▸ **DIRECTIVE**
Rewrite the data from its start to the line with "box: [580, 334, 681, 388]", putting "points" in place of "clicks" and keeping everything else the same. Leave the pictures out of your answer.

▸ **Stored data entries**

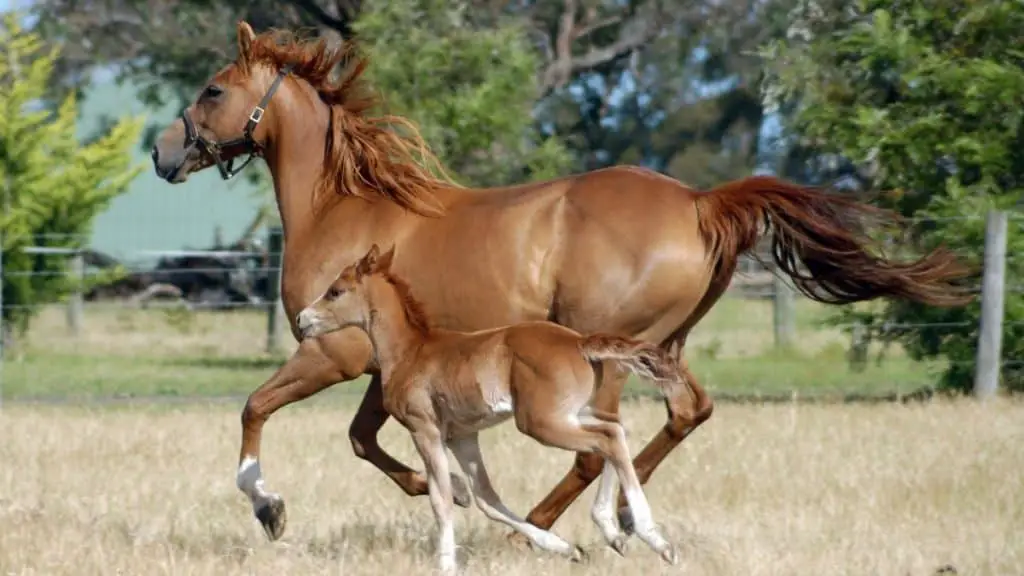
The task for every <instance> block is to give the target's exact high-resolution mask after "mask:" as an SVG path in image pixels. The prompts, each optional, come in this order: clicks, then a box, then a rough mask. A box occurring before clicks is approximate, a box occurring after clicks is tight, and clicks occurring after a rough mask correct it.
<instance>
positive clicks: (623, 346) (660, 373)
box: [580, 334, 681, 388]
mask: <svg viewBox="0 0 1024 576" xmlns="http://www.w3.org/2000/svg"><path fill="white" fill-rule="evenodd" d="M580 352H582V353H583V356H584V358H586V359H587V360H588V361H590V362H601V361H604V360H608V361H611V362H613V363H615V364H616V365H618V366H620V367H621V368H624V369H626V370H627V371H629V372H632V373H633V374H636V375H637V376H640V377H642V378H646V379H647V380H650V381H651V382H653V383H654V384H655V385H657V386H658V388H663V387H664V386H665V385H666V384H670V383H675V382H678V381H680V379H681V376H680V372H679V367H678V365H677V364H676V362H675V361H674V360H673V359H672V357H670V356H669V354H668V353H667V352H666V351H665V349H664V348H660V347H658V346H656V345H654V344H651V343H649V342H644V341H642V340H634V339H632V338H624V337H622V336H613V335H610V334H592V335H590V336H585V337H584V338H583V340H581V341H580Z"/></svg>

▸ **TASK RESULT**
The task for every <instance> block is to give the target's exact high-resolution mask after "mask:" as an SVG path in image pixels. The prompts, each optional, come in this order: points, then a box, then a rough mask. A box occurring before points is approximate, a box occurring after points is tight, and points occurring after a rough mask correct it.
<instance>
positive points: (623, 346) (660, 373)
box: [580, 334, 681, 388]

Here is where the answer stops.